READING PASSAGE:
Next month the Colorado Department of Transportation will kick off a new campaign aimed at warning people against smoking marijuana and driving called “Drive High, Get a DUI.”
CDOT plans to launch the $430,000 media blitz, but the agency acknowledges it will do so without any hard data quantifying the number of people actually getting arrested for driving high.
A CBS4 investigation found no state agency is currently tracking the impact of marijuana on our roads.
“We need more data, and with recreational marijuana just in place, we don’t have enough data to inform on the problem,” said CDOT spokesperson Emily Wilfong. “But impaired driving is a problem in Colorado and it is something that we want to stay ahead of.”
CBS4 requested the number of marijuana driving arrests from 12 Colorado law enforcement agencies. Seven said they don’t keep track and were not able to provide numbers. The way Colorado’s intoxicated driving law is written, drunk and drugged driving are lumped together, making it difficult to separate out and identify the number of marijuana driving cases.
Of the five police agencies that did provide numbers, Denver had arrested 27 people for marijuana DUI, roughly one per week since marijuana was legalized last July. Over the same period, Lakewood reported 12 arrests, while Boulder had seven. Deputies in Jefferson County had two and Fort Collins police arrested just one.
On Oct. 3 Fort Collins police arrested Jeanie Arend for driving high. She was not pulled over, she actually called police to file an assault report after she was punched by a pedestrian while behind the wheel. Arend, who says she is a medical marijuana patient, failed a field sobriety test, and her blood tested at 15 ng/ml, three times the legal limit. She was shocked to hear she was the only arrest in Fort Collins,
“I’m saddened and I sure wish it wasn’t me,” she said.
“It does seem low,” said Fort Collins Police Chief John Hutto, who says it is a lot easier to get a drunk driving conviction because officers can use a Breathalyzer instead of a blood test.

ENTRIES PROVIDED:
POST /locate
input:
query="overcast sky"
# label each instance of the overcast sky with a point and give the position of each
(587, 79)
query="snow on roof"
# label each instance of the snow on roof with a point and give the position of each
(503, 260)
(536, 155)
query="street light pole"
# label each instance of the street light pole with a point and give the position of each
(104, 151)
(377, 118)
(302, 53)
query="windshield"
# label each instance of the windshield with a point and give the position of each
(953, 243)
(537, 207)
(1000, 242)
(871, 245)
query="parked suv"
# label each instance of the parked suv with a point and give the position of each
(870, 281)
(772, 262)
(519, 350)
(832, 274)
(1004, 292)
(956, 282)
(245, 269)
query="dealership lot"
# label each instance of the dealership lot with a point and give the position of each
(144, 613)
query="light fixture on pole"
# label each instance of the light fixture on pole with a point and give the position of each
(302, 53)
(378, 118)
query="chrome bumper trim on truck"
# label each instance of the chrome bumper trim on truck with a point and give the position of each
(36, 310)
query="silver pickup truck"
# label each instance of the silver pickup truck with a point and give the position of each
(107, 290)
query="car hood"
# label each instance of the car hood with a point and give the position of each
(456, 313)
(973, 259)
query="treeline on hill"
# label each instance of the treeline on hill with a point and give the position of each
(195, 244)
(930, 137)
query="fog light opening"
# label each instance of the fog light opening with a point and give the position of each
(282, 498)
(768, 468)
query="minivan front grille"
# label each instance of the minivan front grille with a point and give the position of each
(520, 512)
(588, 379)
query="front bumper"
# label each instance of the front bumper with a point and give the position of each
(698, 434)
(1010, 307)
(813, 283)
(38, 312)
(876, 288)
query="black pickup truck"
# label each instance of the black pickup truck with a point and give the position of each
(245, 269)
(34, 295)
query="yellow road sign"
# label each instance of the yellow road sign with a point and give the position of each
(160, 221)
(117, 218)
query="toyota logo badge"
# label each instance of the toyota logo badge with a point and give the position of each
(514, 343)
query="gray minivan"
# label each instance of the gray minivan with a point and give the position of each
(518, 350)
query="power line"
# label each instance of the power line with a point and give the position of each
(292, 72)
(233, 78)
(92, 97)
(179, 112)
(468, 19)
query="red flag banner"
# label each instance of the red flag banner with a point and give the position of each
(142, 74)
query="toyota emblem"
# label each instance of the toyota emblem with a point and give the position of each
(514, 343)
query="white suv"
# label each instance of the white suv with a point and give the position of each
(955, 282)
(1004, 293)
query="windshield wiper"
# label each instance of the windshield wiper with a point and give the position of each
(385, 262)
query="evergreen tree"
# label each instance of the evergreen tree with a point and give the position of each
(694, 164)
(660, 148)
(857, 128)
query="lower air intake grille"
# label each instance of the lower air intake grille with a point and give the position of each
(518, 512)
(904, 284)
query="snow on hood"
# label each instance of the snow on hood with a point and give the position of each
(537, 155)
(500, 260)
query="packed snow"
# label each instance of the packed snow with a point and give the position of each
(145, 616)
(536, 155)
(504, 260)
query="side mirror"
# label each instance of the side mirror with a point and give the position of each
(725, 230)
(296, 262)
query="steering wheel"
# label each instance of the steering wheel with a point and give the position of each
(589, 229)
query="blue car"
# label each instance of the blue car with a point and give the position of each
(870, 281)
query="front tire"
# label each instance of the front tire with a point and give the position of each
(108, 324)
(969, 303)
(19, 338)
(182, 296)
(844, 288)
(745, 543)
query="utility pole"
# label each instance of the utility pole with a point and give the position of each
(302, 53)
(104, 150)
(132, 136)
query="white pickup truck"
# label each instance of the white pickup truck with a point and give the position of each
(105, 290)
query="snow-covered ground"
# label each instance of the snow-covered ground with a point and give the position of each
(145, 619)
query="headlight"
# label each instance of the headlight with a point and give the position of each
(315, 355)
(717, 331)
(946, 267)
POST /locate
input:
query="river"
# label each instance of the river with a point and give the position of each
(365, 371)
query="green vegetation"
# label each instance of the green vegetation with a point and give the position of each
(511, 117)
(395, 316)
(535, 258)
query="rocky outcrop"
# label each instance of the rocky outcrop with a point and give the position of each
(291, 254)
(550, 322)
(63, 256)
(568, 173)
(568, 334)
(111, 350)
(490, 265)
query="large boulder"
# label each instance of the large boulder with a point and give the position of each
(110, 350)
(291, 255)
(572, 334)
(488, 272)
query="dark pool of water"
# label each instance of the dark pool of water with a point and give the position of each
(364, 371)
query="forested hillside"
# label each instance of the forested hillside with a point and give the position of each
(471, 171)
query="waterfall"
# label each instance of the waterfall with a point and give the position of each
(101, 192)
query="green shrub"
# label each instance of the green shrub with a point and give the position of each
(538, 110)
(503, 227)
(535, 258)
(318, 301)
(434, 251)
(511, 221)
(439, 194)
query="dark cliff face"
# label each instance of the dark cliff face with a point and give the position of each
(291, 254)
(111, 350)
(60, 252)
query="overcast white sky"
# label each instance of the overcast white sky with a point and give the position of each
--
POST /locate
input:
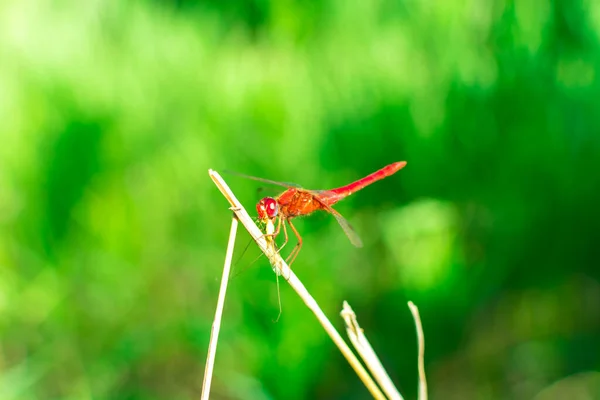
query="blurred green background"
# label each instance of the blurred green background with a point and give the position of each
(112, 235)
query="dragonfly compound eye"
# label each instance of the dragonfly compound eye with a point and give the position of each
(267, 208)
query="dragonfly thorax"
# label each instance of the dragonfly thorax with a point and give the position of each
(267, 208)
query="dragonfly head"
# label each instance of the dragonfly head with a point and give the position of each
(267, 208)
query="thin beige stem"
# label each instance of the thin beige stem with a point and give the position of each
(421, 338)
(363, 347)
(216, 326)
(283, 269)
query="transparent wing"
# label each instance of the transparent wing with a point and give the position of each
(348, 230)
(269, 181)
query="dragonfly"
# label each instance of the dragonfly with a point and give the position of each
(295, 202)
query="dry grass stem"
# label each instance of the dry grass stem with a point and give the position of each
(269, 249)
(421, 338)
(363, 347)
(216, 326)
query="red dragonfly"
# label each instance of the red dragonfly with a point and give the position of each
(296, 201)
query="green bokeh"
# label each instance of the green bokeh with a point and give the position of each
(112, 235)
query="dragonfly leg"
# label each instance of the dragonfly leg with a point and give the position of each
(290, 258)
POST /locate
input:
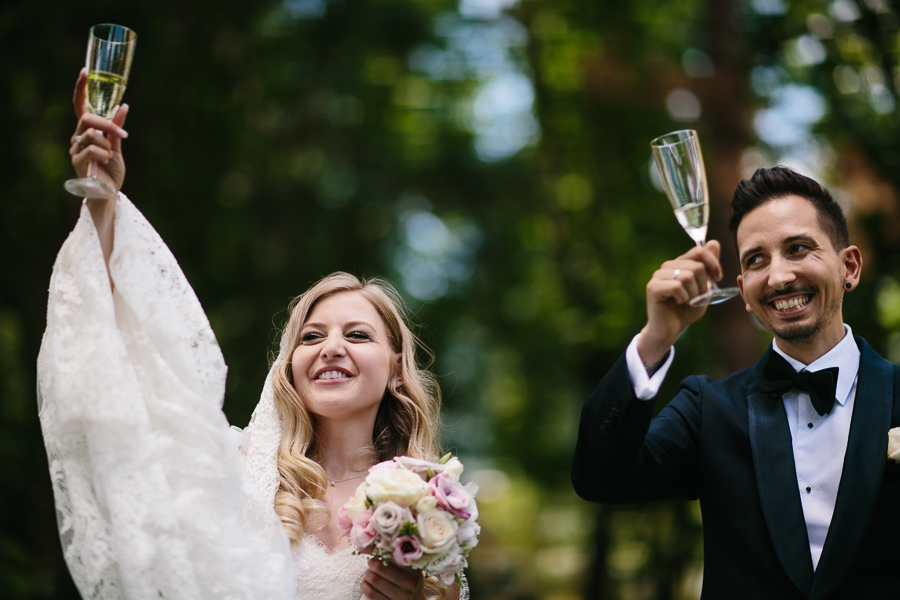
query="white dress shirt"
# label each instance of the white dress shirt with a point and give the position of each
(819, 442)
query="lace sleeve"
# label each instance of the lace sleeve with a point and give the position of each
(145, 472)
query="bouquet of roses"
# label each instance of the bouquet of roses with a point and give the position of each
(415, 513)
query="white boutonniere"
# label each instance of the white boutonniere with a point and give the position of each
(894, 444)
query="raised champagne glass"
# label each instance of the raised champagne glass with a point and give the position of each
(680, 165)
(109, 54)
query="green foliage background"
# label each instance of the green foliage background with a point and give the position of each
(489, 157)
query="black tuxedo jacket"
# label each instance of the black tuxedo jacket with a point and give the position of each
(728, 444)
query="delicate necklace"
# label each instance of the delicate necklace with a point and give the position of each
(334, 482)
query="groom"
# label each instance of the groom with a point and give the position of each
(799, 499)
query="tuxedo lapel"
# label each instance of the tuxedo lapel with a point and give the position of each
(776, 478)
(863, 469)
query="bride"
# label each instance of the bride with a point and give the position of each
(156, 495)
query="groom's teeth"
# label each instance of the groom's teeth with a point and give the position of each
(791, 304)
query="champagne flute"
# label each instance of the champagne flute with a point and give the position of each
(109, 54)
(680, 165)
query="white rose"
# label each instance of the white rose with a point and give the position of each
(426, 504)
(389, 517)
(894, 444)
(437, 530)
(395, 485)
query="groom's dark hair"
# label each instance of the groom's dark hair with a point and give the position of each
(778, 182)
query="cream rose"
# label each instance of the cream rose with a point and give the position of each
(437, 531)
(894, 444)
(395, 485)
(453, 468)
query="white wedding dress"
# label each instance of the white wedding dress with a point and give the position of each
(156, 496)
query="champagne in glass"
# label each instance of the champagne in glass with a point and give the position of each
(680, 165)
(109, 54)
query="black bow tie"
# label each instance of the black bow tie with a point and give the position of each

TASK INSTRUCTIONS:
- a) In the article on Colorado's campaign against driving high, how many marijuana DUI arrests did Denver report?
- b) Proceed with the article on Colorado's marijuana driving arrests, starting after its final sentence.

ANSWER LIST:
- a) 27

- b)
“I think it will evolve to the point where we are able to enforce it as readily as we can enforce alcohol now,” he said.
Hutto said police officers have trained for years to catch drunk drivers, but training officers to catch stoned drivers is expensive. This year CDOT is hoping to train more drug recognition experts, but the chances one would be encountered one on the road remains slim.
“It’s not likely because it is less than 1 percent of the law enforcement population,” said Glenn Davis, who oversees the state’s drug recognition training school.
Davis said out of Colorado’s 15,000 law enforcement officers, only 190 are drug recognition experts. Davis wants to see that number increase to 300, making sure every jurisdiction has at least one trained officer.
The new drug enforcement training will coincide with the CDOT “Drive High, Get a DUI” awareness campaign. CDOT says part of its goal is to help people understand the new marijuana laws and the five ng/ml limit. It’s a lesson Arend is still working on.
“If 15 nanograms was what my level was, then five must be one bowl a day? I don’t know. I just don’t have a clue.”
Arend said her biggest fear in sentencing is the possibility a judge might restrict her marijuana use. She calls marijuana her wonder drug which helps her with a number of medical conditions.